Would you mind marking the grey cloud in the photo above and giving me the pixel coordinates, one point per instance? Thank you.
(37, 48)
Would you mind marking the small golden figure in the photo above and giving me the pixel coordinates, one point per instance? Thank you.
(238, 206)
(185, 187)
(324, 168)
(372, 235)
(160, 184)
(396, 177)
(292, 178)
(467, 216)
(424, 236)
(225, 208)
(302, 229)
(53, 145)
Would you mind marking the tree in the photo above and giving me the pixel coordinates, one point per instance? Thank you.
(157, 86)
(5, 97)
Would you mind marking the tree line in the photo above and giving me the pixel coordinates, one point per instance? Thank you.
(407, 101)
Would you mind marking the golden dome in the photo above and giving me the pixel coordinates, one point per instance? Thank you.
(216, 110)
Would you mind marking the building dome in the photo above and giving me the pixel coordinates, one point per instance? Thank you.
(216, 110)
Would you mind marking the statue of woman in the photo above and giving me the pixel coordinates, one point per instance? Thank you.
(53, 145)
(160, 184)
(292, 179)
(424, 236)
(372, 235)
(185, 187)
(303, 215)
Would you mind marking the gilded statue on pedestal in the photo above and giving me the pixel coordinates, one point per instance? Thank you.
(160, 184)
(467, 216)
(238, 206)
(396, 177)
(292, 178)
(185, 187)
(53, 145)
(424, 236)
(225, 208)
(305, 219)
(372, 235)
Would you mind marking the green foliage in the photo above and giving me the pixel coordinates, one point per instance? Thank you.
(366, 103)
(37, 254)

_ _ _ _ _

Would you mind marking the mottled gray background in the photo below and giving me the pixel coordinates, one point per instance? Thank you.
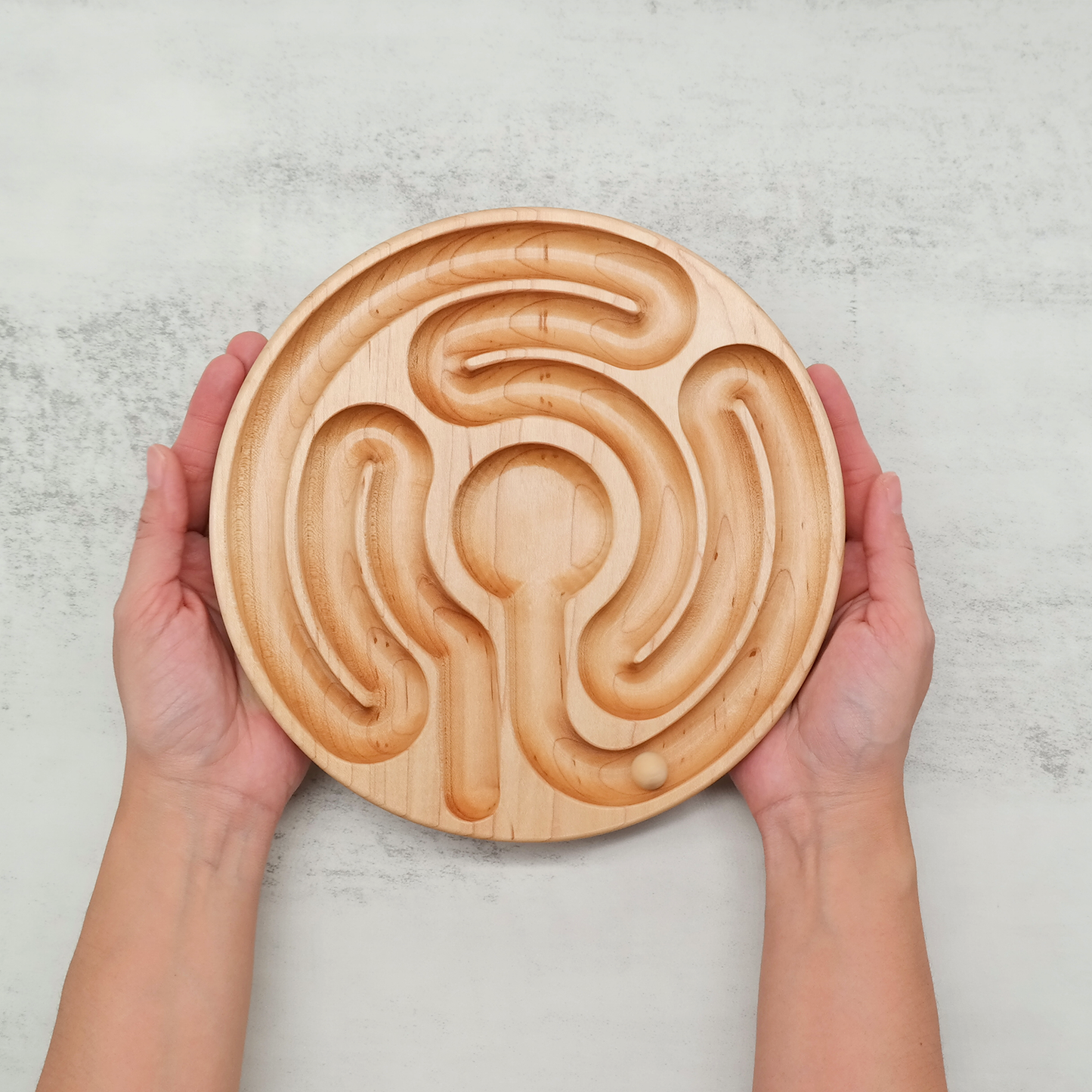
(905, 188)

_ _ _ _ _

• YOUR GOAL
How many lines in the records above contain the string "dome", with uppercase and lowercase letters treated as different? Reply with the number alone.

• RIGHT ANSWER
2